* Задание
Продолжите рассказ о крестной Марии Сергеевне, начав сразу после его последнего предложения.

Глядя на эти дела, я думала: если бы, не дай бог, из-за меня мою мать кто-то ударил, то первым я порешила бы обидчика, а потом и себя предала самому страшному суду. Ей же подобные простые и естественные мысли в голову не приходили. За эгоизм, за неблагодарность к матери и жестокость к двум сиротам, растущим без отцов, за нежелание понимать зло, потоками изливающееся на головы этих несчастных людей, соседи ненавидели мою крестную, осуждали, гневно обсуждали между собой. Я знала и слышала их возмущения, и мне казалось, что я должна что-то сделать, если эти люди мне не безразличны.

Но сделать ничего нельзя было – в том-то и дело, что моя крестная жила именно так, как хотела, правда, не выясняя, хотели ли так жить ее домочадцы. Однажды, когда третий муж Марии Сергеевны начал «давать первые концерты», мой отец попытался вмешаться и защитить избиваемых, так Мария Сергеевна подняла такой крик, словно он посягнул на ее сокровища. С той поры между ними приятельские отношения, существующие изначально, закончились.

* Собранные данные
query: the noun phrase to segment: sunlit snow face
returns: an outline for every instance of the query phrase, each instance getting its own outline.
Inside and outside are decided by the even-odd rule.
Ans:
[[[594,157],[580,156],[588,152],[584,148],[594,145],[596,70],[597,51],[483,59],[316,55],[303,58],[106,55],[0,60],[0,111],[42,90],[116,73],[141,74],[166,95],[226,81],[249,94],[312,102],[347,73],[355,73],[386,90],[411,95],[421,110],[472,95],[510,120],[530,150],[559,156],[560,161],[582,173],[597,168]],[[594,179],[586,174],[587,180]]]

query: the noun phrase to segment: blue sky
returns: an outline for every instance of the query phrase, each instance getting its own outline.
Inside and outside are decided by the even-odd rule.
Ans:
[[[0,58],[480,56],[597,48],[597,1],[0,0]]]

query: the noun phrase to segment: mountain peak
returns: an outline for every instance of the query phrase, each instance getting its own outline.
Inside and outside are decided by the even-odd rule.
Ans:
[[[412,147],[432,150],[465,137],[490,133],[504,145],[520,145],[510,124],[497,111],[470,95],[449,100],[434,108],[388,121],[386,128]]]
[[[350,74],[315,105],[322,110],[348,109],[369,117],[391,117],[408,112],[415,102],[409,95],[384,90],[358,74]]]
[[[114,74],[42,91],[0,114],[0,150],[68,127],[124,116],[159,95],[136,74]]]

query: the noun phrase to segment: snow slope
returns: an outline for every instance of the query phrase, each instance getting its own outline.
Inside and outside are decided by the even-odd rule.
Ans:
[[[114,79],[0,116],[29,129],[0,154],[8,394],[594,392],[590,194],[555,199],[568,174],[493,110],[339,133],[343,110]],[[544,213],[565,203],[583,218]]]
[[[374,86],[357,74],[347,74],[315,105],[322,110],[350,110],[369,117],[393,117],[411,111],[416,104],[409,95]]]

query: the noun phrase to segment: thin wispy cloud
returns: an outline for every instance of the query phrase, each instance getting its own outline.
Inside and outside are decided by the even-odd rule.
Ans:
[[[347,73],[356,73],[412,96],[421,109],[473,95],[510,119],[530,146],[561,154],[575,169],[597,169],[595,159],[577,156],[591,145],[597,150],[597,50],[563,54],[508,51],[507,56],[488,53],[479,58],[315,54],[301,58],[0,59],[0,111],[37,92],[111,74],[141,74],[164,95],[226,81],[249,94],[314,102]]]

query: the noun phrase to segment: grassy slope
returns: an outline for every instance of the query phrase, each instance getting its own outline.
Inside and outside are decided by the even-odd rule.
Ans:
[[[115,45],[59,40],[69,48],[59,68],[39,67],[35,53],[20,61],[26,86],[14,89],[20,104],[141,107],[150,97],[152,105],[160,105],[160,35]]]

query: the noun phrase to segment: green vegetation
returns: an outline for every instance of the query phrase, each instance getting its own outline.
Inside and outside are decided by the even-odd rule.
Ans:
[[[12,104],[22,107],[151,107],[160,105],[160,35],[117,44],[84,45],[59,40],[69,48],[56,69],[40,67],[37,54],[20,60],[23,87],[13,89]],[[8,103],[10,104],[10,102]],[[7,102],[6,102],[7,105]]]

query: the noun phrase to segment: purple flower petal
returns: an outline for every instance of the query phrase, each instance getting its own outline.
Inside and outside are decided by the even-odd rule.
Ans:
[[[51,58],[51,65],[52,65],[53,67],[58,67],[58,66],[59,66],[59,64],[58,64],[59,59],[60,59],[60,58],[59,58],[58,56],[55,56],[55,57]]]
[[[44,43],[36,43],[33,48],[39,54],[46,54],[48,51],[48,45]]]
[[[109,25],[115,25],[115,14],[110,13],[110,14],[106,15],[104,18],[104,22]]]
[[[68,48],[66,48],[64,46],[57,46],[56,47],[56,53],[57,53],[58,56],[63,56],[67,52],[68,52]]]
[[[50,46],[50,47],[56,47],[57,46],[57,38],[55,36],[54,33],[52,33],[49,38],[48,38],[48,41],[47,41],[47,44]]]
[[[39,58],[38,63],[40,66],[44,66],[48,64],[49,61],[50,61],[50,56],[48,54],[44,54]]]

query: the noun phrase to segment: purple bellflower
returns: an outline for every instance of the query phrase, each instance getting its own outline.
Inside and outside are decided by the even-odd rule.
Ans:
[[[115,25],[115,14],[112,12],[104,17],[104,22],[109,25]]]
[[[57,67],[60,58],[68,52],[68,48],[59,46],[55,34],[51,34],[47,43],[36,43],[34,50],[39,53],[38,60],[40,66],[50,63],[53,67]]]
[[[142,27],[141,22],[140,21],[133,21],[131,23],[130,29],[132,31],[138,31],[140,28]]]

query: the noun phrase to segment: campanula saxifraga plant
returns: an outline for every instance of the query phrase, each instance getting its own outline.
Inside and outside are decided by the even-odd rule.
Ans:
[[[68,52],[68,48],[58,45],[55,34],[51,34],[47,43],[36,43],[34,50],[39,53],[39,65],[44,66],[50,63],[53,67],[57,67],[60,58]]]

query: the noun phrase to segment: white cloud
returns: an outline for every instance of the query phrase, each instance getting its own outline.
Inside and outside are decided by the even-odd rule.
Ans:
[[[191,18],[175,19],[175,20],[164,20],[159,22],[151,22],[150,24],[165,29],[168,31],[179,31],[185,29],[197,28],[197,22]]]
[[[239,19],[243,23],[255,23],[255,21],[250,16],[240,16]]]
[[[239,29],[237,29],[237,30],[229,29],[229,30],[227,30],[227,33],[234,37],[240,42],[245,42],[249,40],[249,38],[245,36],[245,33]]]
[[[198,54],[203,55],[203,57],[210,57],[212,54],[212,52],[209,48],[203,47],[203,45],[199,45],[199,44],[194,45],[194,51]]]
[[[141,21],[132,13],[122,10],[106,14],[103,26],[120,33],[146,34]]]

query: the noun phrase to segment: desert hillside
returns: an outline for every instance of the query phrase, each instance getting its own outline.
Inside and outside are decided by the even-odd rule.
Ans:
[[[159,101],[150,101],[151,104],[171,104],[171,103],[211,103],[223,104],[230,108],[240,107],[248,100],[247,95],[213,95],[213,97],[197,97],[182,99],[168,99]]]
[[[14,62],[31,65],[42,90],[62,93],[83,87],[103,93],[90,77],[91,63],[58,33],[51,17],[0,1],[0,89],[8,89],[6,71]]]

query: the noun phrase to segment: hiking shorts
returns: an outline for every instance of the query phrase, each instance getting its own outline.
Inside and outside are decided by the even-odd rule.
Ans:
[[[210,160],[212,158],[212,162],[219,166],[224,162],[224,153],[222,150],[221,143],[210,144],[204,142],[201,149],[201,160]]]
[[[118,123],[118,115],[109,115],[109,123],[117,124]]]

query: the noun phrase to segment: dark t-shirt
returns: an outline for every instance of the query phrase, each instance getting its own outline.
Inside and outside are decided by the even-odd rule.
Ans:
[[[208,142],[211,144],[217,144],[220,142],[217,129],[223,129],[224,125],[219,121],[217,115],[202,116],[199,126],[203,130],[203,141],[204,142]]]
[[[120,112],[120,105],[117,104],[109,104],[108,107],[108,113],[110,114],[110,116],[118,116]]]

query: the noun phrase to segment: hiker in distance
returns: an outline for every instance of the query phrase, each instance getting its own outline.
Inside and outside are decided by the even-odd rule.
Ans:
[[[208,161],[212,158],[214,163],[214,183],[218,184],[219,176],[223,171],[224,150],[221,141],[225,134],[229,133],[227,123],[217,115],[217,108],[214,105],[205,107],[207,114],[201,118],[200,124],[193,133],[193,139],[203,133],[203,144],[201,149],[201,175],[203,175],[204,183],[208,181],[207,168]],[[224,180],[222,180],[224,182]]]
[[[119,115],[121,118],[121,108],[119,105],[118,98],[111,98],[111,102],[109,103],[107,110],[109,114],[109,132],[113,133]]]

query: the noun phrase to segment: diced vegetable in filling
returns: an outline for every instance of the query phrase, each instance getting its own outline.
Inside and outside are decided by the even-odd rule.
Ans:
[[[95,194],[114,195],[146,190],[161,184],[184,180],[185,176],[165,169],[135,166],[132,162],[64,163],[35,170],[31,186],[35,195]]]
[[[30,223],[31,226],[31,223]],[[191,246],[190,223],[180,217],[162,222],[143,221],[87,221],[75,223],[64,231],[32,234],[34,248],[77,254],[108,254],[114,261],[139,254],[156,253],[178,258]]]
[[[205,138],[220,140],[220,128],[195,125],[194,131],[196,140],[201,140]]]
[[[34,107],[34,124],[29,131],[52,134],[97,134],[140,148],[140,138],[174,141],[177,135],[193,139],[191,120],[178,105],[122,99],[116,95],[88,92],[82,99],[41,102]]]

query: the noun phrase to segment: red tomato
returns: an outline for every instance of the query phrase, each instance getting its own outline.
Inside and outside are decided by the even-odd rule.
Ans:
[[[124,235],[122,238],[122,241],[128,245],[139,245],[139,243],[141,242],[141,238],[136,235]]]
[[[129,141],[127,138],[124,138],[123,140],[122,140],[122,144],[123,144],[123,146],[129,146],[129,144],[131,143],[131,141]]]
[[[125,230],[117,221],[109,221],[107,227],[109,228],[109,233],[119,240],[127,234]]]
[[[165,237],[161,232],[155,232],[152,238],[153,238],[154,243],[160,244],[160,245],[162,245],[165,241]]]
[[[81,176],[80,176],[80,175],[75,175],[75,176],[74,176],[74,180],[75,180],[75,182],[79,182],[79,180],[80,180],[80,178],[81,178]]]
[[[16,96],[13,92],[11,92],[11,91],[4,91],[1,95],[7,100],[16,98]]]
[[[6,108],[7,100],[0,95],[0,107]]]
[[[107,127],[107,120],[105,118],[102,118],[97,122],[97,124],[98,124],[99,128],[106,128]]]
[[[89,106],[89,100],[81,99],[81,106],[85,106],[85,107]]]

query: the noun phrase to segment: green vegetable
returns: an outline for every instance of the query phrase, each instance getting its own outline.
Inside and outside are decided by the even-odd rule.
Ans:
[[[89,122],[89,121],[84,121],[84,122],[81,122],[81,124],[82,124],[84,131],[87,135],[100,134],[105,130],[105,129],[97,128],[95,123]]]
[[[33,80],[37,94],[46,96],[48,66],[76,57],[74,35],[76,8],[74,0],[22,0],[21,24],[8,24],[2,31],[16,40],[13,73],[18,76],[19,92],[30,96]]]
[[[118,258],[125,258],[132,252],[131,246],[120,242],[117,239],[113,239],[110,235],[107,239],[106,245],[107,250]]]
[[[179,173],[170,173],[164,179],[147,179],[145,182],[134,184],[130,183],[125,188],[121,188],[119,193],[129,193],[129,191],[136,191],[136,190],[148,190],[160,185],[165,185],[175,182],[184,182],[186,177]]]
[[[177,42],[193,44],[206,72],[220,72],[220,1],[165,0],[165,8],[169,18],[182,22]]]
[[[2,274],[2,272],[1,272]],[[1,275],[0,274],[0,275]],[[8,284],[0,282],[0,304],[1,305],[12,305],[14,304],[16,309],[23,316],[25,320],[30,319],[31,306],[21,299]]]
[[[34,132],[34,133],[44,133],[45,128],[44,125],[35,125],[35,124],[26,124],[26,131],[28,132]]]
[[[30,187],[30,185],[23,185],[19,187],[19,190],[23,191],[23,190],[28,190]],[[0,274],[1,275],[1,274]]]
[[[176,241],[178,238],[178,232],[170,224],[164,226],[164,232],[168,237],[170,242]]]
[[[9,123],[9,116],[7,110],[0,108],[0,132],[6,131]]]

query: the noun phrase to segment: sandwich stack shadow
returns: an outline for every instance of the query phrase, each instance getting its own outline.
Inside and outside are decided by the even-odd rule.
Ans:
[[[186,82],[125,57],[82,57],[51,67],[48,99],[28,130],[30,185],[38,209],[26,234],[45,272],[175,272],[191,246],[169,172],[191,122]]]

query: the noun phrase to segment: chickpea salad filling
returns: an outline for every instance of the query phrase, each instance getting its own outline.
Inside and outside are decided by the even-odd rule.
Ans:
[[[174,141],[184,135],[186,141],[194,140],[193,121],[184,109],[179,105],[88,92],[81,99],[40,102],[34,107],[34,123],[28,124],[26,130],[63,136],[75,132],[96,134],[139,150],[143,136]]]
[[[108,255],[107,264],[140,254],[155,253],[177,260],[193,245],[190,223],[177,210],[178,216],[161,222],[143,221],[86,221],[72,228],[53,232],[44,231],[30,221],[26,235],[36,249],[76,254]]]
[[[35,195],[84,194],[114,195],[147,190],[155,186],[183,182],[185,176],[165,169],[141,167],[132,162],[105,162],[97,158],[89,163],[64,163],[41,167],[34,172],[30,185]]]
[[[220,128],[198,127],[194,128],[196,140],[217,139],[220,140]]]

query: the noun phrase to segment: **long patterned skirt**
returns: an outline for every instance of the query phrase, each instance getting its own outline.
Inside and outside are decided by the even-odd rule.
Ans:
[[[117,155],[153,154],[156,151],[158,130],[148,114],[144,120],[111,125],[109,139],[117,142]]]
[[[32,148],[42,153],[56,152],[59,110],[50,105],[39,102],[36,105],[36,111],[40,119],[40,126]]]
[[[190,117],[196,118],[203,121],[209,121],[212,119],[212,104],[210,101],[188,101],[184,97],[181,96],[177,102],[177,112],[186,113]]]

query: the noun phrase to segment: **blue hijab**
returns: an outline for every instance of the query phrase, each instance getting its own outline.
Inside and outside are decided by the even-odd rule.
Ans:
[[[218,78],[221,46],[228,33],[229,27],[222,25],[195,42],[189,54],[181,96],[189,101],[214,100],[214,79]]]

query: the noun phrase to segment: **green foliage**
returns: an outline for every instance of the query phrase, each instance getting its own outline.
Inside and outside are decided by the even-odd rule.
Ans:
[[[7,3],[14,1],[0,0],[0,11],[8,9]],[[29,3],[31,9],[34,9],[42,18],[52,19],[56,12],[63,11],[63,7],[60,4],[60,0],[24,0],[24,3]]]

* Ответ
Мария Сергеевна считала, что ее жизнь, наконец, устроилась. С третьим мужем она ладила и осталась доживать век. Но куда было девать двух старших детей, нахлебников от предыдущих браков? Они были чужими ее мужу, ненавидели его, да и ей напоминали не самые милые страницы биографии. Между тем они подрастали и требовали заботы и все больших расходов…

С Николаем, мальчишкой, дело решилось просто. Он имел скромные способности к наукам, зато, к счастью, прекрасно играл на баяне, что позволило пристроить его в музыкальное училище. Так в семнадцать лет он навсегда ушел из дому, и впредь наведывался туда не чаще одного раза в десятилетие. Трудовая жизнь его прошла в школах, среди детей, которых он обучал музыке и пению.

Вот так же легко и быстро, с наименьшими потерями, видимо, хотелось матери отделаться и от Людмилы, дочери. Но тут были закавыки, во-первых, Людмила ходила в первых отличниках своего класса и, во-вторых, обладала недюжинным талантом – абсолютным музыкальным слухом и сильным прекрасным голосом. Засовывать такую девочку в какую-то мрачную дыру, лишая шанса на обретение достойного места в жизни, – было бы верхом бесчеловечности.

И тут Людмила сама себе все испортила, сыграв на руку… остальным.

К несчастью, она была дочерью своей матери – слишком рано созрела и возжаждала мужской любви. На этом-то мать и подловила ее, на этом и сыграла, возмечтав поскорее выдать замуж и одним махом решить все, все проблемы!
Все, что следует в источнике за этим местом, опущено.